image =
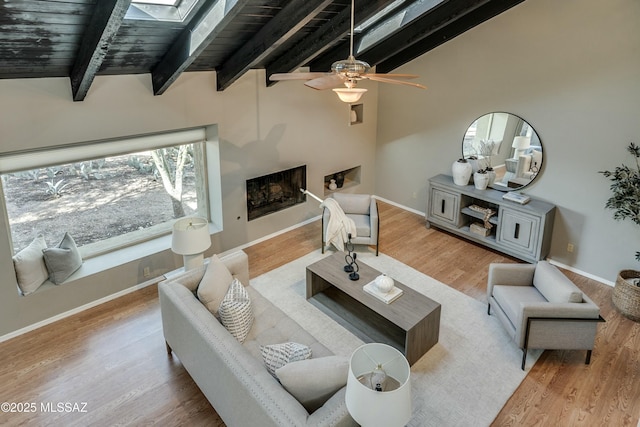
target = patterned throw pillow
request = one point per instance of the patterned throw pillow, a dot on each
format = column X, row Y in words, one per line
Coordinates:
column 235, row 311
column 277, row 355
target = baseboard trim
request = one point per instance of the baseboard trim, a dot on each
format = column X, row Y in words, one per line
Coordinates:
column 398, row 205
column 77, row 310
column 272, row 235
column 582, row 273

···

## What the exercise asks:
Across all the records above, find each line with "trim" in it and copy it.

## Answer space:
target = baseboard trim
request = one point per instance of the baseboard trim, a dot on each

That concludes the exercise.